360 Total Security is a free security and PC maintenance suite from the Chinese developer Qihu 360 Software.
The suite covers all the security basics, including antivirus with both the Bitdefender and Avira engines, anti-ransomware, and malicious website filtering. And it goes much, much further, with online shopping protection, webcam protection, keylogger blocking, a sandbox, built-in Wi-Fi security checks and automatic installation of security patches for Windows, Office, Java, Adobe Reader, Flash and other key apps.
Bundled PC maintenance tools include a comprehensive hard drive clean-up module, and a speed-up feature which enables tweaking startup items, Windows services, scheduled tasks and some key network settings.
If this doesn’t quite match your needs, there are a couple of alternatives available.
360 Total Security Essentials is a stripped-back release which includes all the main antivirus and browsing protection features, but drops security patch detection, the Wi-Fi security check, clean-up and speed-up modules.

SUPPLIED DATA →
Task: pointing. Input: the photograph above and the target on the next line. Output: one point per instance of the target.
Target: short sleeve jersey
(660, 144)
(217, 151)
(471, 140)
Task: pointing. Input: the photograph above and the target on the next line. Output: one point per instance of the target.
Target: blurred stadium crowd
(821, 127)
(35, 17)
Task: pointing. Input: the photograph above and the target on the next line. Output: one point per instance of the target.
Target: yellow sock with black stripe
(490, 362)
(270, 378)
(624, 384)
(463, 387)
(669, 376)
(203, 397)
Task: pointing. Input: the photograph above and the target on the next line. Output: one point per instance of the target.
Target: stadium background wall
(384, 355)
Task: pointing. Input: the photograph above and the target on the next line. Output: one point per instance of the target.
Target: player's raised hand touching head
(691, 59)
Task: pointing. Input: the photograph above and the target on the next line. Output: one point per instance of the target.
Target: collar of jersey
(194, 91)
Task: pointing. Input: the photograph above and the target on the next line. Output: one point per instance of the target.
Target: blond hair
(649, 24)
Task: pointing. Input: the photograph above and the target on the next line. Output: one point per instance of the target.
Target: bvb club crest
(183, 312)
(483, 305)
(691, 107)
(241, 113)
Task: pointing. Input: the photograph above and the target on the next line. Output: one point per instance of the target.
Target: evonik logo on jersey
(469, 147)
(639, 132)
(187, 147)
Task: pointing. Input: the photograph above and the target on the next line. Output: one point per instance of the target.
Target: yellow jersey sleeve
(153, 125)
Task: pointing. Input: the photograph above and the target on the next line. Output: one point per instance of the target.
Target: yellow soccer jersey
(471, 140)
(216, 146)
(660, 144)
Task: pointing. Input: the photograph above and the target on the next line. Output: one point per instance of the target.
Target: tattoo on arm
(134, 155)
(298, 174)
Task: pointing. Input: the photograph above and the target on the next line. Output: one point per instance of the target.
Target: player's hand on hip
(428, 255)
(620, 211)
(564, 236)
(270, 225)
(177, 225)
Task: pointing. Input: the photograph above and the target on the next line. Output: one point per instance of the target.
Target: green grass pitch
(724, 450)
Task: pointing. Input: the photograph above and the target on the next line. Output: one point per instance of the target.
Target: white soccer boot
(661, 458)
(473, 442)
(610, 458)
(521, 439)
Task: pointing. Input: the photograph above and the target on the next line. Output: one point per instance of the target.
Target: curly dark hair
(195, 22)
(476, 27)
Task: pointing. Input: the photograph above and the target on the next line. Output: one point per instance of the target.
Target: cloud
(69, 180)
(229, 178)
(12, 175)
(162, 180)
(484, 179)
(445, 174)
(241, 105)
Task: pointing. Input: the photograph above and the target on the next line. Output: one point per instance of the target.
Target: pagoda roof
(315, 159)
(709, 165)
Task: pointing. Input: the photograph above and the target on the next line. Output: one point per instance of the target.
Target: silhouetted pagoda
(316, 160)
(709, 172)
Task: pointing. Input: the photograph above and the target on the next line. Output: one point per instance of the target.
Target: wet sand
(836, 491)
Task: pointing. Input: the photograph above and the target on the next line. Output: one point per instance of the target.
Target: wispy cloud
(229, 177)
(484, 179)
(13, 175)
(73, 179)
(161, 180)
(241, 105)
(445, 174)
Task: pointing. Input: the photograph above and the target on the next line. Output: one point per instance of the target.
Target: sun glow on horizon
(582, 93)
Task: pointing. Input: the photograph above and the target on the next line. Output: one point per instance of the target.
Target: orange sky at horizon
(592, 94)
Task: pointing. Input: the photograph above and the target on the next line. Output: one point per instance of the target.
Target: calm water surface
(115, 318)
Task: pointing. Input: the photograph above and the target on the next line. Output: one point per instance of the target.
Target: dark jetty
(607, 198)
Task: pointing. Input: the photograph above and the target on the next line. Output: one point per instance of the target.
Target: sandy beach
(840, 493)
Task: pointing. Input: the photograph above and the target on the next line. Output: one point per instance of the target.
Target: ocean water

ASSIGNMENT → Translate the sentence "360 Total Security is a free security and PC maintenance suite from the Chinese developer Qihu 360 Software." from the 360 Total Security overview into Spanish. The data above come from a separate source unrelated to the text.

ANSWER BOX → 360 Total Security es una suite gratuita de seguridad y mantenimiento de PC del desarrollador chino Qihu 360 Software.